(Dataset entries)
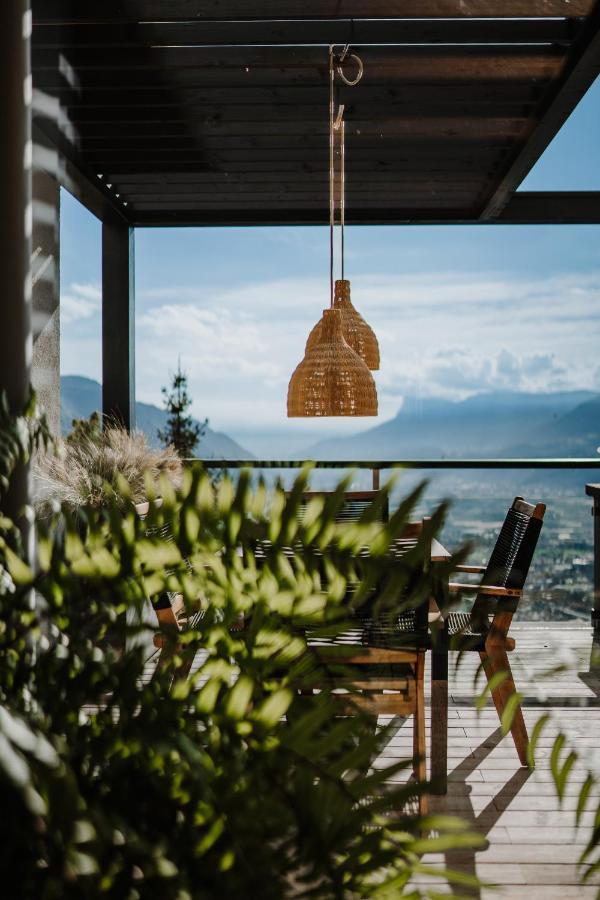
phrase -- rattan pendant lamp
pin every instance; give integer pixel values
(333, 379)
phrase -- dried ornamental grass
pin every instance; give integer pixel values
(357, 333)
(78, 473)
(332, 380)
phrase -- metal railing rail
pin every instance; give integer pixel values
(376, 466)
(592, 462)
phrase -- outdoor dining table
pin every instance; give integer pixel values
(438, 751)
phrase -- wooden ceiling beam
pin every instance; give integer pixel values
(307, 32)
(117, 11)
(579, 74)
(525, 208)
(426, 63)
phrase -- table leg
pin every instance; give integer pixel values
(439, 720)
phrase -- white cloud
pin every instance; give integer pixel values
(448, 334)
(80, 301)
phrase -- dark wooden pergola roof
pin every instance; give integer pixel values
(189, 112)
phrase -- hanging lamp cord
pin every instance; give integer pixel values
(337, 126)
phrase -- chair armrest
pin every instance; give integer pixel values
(492, 590)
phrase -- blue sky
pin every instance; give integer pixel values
(457, 309)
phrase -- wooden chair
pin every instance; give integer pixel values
(383, 658)
(485, 628)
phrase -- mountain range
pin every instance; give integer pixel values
(80, 397)
(489, 424)
(500, 424)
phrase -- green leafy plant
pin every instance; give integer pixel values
(120, 778)
(181, 431)
(82, 429)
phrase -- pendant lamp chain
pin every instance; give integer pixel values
(333, 378)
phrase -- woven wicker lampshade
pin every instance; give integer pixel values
(331, 380)
(357, 333)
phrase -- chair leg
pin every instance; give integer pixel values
(419, 742)
(439, 720)
(497, 662)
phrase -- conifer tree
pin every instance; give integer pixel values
(181, 430)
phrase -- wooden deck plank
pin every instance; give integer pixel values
(533, 847)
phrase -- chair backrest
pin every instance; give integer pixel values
(354, 505)
(512, 554)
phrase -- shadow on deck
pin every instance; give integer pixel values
(533, 845)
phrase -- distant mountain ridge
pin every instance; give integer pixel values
(493, 424)
(80, 397)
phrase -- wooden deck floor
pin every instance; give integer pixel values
(533, 845)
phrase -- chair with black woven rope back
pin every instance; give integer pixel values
(484, 629)
(377, 664)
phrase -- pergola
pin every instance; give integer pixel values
(214, 112)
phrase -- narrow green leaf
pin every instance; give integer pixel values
(513, 704)
(584, 796)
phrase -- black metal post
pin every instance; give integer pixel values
(593, 490)
(15, 229)
(118, 325)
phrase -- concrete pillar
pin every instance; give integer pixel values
(15, 227)
(45, 295)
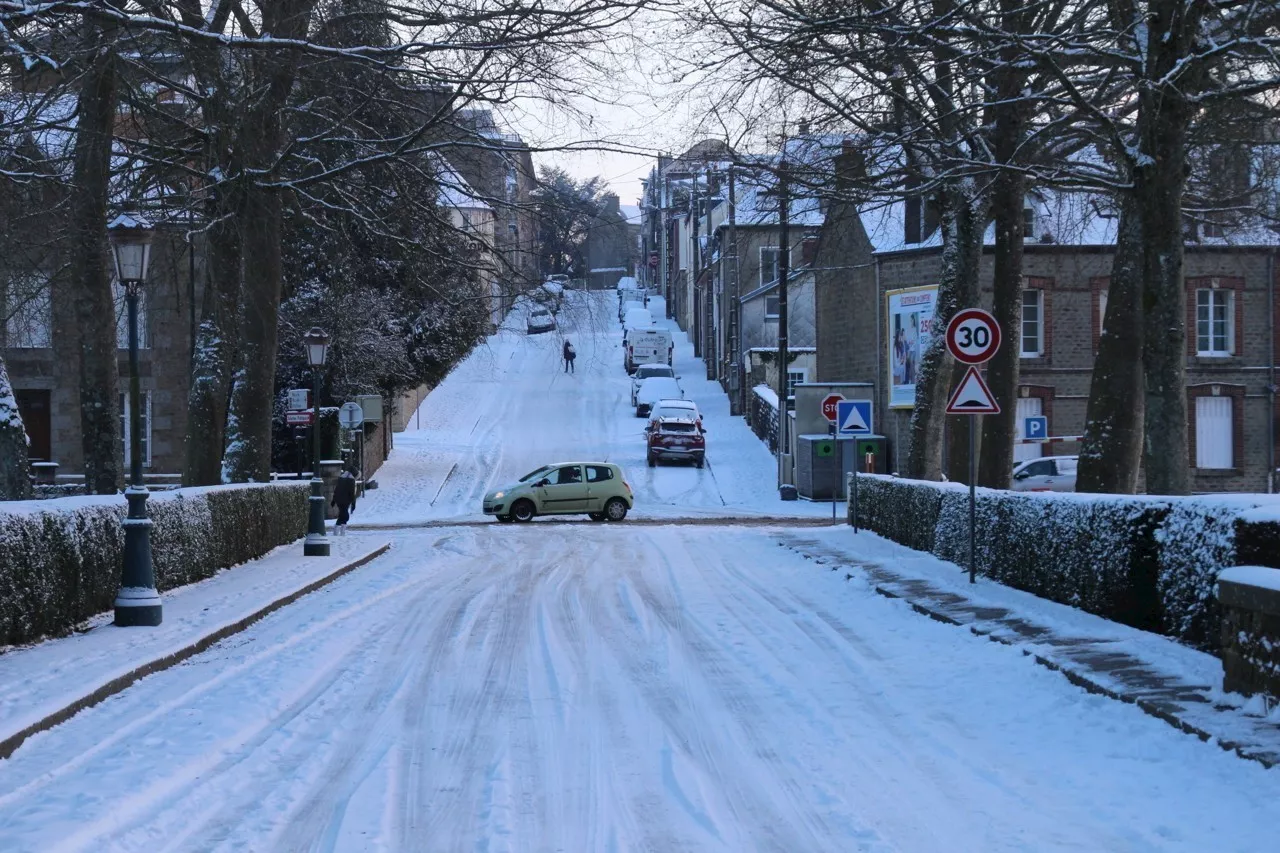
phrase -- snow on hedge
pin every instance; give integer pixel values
(60, 560)
(1144, 561)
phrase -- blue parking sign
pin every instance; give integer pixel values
(1036, 428)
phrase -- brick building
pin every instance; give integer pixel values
(871, 259)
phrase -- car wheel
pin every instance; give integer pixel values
(522, 511)
(616, 510)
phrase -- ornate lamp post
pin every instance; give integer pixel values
(137, 602)
(316, 345)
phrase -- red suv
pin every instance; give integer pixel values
(681, 438)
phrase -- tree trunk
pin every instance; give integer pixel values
(248, 451)
(14, 464)
(1160, 177)
(1008, 199)
(1111, 452)
(215, 357)
(958, 287)
(90, 281)
(259, 138)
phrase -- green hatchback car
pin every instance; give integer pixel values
(599, 489)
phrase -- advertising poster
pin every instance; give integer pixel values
(910, 322)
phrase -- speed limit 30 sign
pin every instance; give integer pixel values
(973, 336)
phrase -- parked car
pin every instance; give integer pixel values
(635, 316)
(653, 389)
(647, 370)
(677, 407)
(539, 320)
(599, 489)
(676, 438)
(1046, 474)
(645, 346)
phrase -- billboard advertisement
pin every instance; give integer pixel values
(910, 322)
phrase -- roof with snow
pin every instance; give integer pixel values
(455, 190)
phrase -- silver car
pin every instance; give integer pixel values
(1046, 474)
(644, 372)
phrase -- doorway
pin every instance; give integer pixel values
(35, 409)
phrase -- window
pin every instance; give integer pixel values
(598, 474)
(1214, 433)
(122, 318)
(28, 313)
(146, 428)
(768, 264)
(794, 378)
(1033, 324)
(1215, 322)
(568, 475)
(1027, 407)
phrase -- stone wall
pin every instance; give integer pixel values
(1249, 597)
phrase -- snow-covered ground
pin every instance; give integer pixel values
(612, 688)
(511, 407)
(624, 687)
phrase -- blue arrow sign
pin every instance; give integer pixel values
(854, 418)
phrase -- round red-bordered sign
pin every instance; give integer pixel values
(973, 336)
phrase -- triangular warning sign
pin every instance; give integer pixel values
(972, 396)
(854, 422)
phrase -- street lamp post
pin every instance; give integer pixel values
(137, 601)
(316, 345)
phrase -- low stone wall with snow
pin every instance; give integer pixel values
(60, 560)
(1249, 597)
(1151, 562)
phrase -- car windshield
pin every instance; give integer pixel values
(535, 473)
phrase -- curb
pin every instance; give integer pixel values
(119, 684)
(1088, 684)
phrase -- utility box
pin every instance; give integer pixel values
(373, 407)
(819, 463)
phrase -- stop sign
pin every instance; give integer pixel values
(828, 406)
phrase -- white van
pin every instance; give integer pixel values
(645, 346)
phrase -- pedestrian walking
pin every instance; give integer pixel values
(344, 498)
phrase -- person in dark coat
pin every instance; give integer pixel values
(344, 498)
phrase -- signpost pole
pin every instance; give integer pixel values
(973, 497)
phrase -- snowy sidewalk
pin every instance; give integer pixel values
(1166, 679)
(45, 684)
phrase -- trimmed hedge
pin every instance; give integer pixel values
(60, 560)
(1151, 562)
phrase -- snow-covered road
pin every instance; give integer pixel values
(510, 407)
(583, 687)
(586, 688)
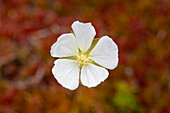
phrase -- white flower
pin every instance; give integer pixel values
(78, 60)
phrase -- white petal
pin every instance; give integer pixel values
(105, 53)
(93, 75)
(65, 46)
(84, 33)
(67, 73)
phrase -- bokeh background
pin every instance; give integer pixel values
(140, 83)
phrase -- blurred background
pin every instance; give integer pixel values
(140, 83)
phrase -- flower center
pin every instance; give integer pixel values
(82, 59)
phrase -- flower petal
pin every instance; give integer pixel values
(93, 75)
(67, 73)
(84, 33)
(65, 46)
(105, 53)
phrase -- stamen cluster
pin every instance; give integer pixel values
(82, 59)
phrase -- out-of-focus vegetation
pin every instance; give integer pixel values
(140, 83)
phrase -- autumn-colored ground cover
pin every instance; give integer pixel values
(140, 83)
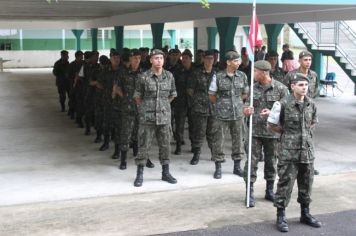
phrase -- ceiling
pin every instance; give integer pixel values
(80, 14)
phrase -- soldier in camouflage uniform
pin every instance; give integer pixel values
(297, 118)
(202, 110)
(305, 61)
(73, 70)
(180, 104)
(276, 72)
(125, 88)
(60, 70)
(154, 91)
(227, 90)
(266, 91)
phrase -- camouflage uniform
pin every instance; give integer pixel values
(296, 160)
(313, 81)
(228, 91)
(202, 110)
(262, 138)
(154, 113)
(129, 121)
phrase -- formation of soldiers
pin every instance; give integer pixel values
(130, 98)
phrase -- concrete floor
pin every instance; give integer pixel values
(54, 181)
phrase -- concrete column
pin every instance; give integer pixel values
(77, 34)
(94, 39)
(173, 35)
(273, 31)
(157, 34)
(226, 28)
(211, 31)
(119, 37)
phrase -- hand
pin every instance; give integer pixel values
(264, 113)
(248, 111)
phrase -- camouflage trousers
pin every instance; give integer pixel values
(235, 128)
(146, 133)
(269, 148)
(203, 126)
(180, 115)
(288, 172)
(128, 131)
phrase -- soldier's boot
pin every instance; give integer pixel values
(87, 129)
(116, 154)
(217, 173)
(139, 176)
(149, 163)
(196, 156)
(166, 176)
(123, 160)
(105, 145)
(282, 224)
(307, 218)
(135, 148)
(237, 169)
(178, 150)
(252, 196)
(269, 191)
(98, 138)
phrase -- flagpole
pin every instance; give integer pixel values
(251, 104)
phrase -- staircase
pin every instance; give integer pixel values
(334, 39)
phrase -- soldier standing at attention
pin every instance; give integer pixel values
(155, 89)
(266, 91)
(202, 110)
(60, 70)
(227, 90)
(297, 118)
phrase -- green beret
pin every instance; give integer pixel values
(155, 52)
(263, 65)
(299, 77)
(232, 55)
(305, 54)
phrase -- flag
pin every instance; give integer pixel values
(254, 37)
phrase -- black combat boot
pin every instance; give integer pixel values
(178, 150)
(196, 156)
(105, 145)
(149, 164)
(269, 191)
(116, 154)
(307, 218)
(166, 176)
(139, 176)
(123, 160)
(87, 129)
(282, 224)
(237, 169)
(252, 196)
(134, 148)
(217, 173)
(98, 138)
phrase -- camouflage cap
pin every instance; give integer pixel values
(263, 65)
(305, 54)
(155, 52)
(299, 77)
(232, 55)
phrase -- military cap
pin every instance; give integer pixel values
(263, 65)
(174, 50)
(299, 77)
(135, 52)
(187, 52)
(232, 55)
(156, 52)
(305, 54)
(209, 53)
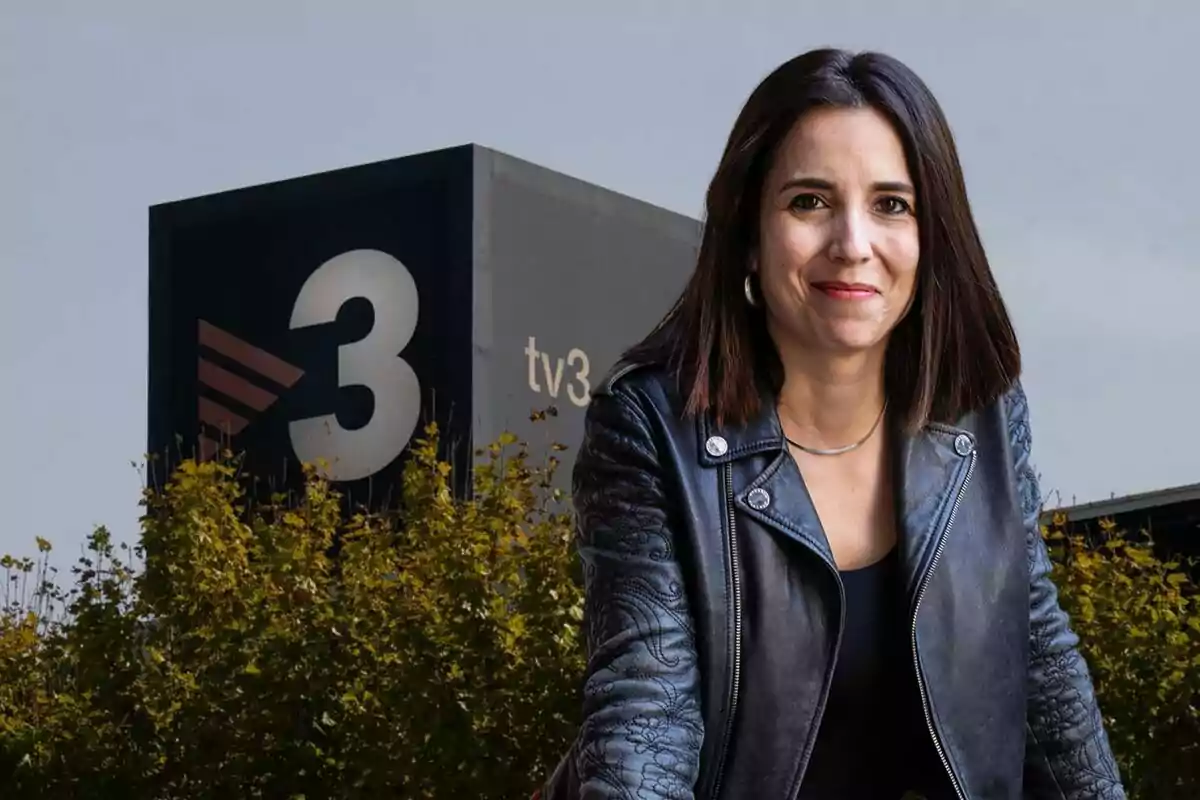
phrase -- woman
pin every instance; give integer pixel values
(807, 511)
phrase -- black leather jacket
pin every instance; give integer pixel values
(714, 609)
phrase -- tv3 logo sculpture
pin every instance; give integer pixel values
(372, 362)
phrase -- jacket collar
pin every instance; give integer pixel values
(929, 468)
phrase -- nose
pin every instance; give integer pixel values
(851, 239)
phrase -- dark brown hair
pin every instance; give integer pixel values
(955, 349)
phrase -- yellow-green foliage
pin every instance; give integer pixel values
(431, 654)
(1139, 621)
(436, 655)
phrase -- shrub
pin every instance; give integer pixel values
(1138, 618)
(276, 649)
(436, 654)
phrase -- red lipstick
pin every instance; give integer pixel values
(841, 290)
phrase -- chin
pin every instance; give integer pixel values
(852, 338)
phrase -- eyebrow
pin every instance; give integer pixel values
(827, 186)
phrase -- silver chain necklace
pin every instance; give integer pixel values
(846, 449)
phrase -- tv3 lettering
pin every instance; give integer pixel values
(552, 371)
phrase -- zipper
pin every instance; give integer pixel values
(736, 583)
(810, 745)
(916, 659)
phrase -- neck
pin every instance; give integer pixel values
(829, 401)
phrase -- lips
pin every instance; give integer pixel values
(841, 290)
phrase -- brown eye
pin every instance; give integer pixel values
(807, 203)
(894, 205)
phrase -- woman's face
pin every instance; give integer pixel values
(838, 250)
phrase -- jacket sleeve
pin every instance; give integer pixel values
(642, 726)
(1067, 755)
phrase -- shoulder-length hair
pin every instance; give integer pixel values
(953, 353)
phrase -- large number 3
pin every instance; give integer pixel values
(373, 362)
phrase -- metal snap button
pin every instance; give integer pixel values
(759, 499)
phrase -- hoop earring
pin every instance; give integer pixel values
(748, 287)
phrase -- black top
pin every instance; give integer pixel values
(874, 741)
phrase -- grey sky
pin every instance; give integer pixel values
(1077, 130)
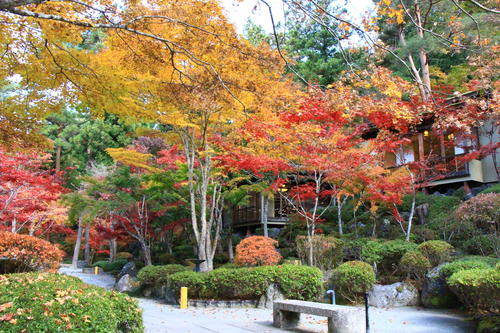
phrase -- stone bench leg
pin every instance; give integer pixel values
(346, 324)
(285, 319)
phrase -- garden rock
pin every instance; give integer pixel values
(170, 296)
(273, 293)
(126, 284)
(435, 292)
(394, 295)
(128, 269)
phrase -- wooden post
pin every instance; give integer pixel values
(183, 298)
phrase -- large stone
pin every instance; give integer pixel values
(128, 269)
(435, 291)
(273, 293)
(341, 319)
(126, 284)
(393, 295)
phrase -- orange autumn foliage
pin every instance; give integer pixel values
(30, 253)
(257, 251)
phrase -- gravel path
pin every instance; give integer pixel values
(162, 318)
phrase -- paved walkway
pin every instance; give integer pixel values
(162, 318)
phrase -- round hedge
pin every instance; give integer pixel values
(462, 265)
(478, 289)
(352, 279)
(157, 275)
(46, 302)
(26, 253)
(414, 264)
(436, 251)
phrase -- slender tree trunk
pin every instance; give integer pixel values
(112, 249)
(78, 243)
(87, 244)
(264, 205)
(147, 252)
(58, 158)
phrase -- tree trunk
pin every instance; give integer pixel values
(339, 215)
(264, 206)
(230, 250)
(147, 253)
(58, 158)
(87, 244)
(78, 243)
(112, 250)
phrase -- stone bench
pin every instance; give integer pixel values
(341, 319)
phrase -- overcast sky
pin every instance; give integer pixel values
(239, 12)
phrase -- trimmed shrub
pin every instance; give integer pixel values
(485, 245)
(462, 265)
(492, 189)
(166, 259)
(114, 266)
(124, 255)
(414, 264)
(297, 282)
(482, 211)
(158, 275)
(436, 251)
(352, 279)
(26, 253)
(44, 302)
(478, 289)
(257, 251)
(327, 251)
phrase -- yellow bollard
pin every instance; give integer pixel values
(183, 297)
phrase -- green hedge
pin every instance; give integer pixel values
(478, 289)
(297, 282)
(352, 279)
(414, 264)
(44, 302)
(462, 265)
(157, 275)
(436, 251)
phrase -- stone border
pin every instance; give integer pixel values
(201, 303)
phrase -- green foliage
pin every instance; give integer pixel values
(462, 265)
(296, 282)
(113, 266)
(157, 275)
(482, 212)
(414, 264)
(352, 279)
(327, 251)
(478, 289)
(386, 254)
(489, 324)
(486, 245)
(42, 302)
(436, 251)
(492, 189)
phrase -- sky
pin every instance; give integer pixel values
(239, 12)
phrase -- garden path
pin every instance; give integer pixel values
(162, 318)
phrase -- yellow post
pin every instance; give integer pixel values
(183, 297)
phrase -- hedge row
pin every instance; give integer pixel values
(296, 282)
(44, 302)
(478, 288)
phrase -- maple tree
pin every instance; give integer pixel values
(29, 193)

Work request = Only the lines containing the word "pergola" should be returned from the data above.

Response box =
phrase -- dark wooden pergola roof
phrase -- pergola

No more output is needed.